GIVEN INSTRUCTION 1 ▸ Rewrite the paragraph of the thread below about borg and mergerfs that begins "As a conclusion" as a short list, keeping its main facts.

————————

As a conclusion: I had two problems: 1) use_inode was missing in mergerfs 2) my test after use_inode was not a good test, as it was backing up one file only. And if borg backs up one file only, it will always be "A". But not due to inode but due to mtime.

Greetings, Hendrik

ThomasWaldmann commented 6 years ago

If there is an option use_ino, but you do not use it (initially), it was quite clear that this breaks the unchanged file detection. Later you use it, but it seemed to have issues as you have found.

Your very early said you have read the FAQ about "A" status, so not sure why this took so long.

henfri commented 6 years ago

Because we focused on inode, not on mtime.

trapexit commented 6 years ago

I'm not familiar with borg but if its using mtime of directories in order to decide anything you need to be sure to set func.getattr=newest when using mergerfs else the data returned for a stat will be whatever the first drive listed (by default).

henfri commented 6 years ago

Thanks for that advice. I was not aware!

I am not sure I understand the feature fully, though. Could you please elaborate on this?

Remember though that this is just stat. If the file is later open'ed or unlink'ed and the policy is different for those then a completely different file or directory could be acted on.

Greetings, Hendrik

trapexit commented 6 years ago

You have to read the section on policies. Each filesystem function can have independent policies. Generally you want them all the same but some cases its useful. All that line is saying is that... remember you can have different policies for different functions. Just because you set getattr = newest doesn't mean that open or unlink will behave the same unless you use the same policy.

————————

GIVEN INSTRUCTION 2 ▸ Locate each line in the records below that contains the word "roof", and copy those lines.

————————

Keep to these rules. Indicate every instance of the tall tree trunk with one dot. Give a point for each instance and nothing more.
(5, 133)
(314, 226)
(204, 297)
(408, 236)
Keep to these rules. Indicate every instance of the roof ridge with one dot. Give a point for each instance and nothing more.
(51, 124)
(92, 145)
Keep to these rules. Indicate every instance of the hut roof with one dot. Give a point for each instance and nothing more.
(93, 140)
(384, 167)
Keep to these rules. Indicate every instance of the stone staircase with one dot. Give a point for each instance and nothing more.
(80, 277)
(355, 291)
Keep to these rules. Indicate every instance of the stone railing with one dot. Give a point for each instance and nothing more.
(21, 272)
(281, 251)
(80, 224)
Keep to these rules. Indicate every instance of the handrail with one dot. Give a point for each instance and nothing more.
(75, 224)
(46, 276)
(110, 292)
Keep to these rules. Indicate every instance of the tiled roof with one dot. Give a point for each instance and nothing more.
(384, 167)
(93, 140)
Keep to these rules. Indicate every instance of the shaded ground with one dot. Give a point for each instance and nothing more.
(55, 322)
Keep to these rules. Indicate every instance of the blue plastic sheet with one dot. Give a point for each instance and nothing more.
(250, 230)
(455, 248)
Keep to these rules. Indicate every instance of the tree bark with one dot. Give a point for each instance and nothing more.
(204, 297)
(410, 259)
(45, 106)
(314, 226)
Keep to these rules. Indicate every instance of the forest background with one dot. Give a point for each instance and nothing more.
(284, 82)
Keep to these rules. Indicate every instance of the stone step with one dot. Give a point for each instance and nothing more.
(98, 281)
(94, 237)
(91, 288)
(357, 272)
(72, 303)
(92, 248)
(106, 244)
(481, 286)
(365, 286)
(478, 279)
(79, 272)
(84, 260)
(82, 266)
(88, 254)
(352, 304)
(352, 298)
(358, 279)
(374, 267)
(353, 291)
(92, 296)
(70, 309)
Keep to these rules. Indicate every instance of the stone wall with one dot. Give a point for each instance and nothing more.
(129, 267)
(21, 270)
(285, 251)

————————

FULL SOLUTION 1 ▸
- There were two problems: use_inode was missing in mergerfs, and the test run after adding use_inode was a poor test because it backed up only one file.
- When borg backs up only one file, it always shows "A". This comes from mtime, not from the inode.

FULL SOLUTION 2 ▸
Keep to these rules. Indicate every instance of the roof ridge with one dot. Give a point for each instance and nothing more.
Keep to these rules. Indicate every instance of the hut roof with one dot. Give a point for each instance and nothing more.
Keep to these rules. Indicate every instance of the tiled roof with one dot. Give a point for each instance and nothing more.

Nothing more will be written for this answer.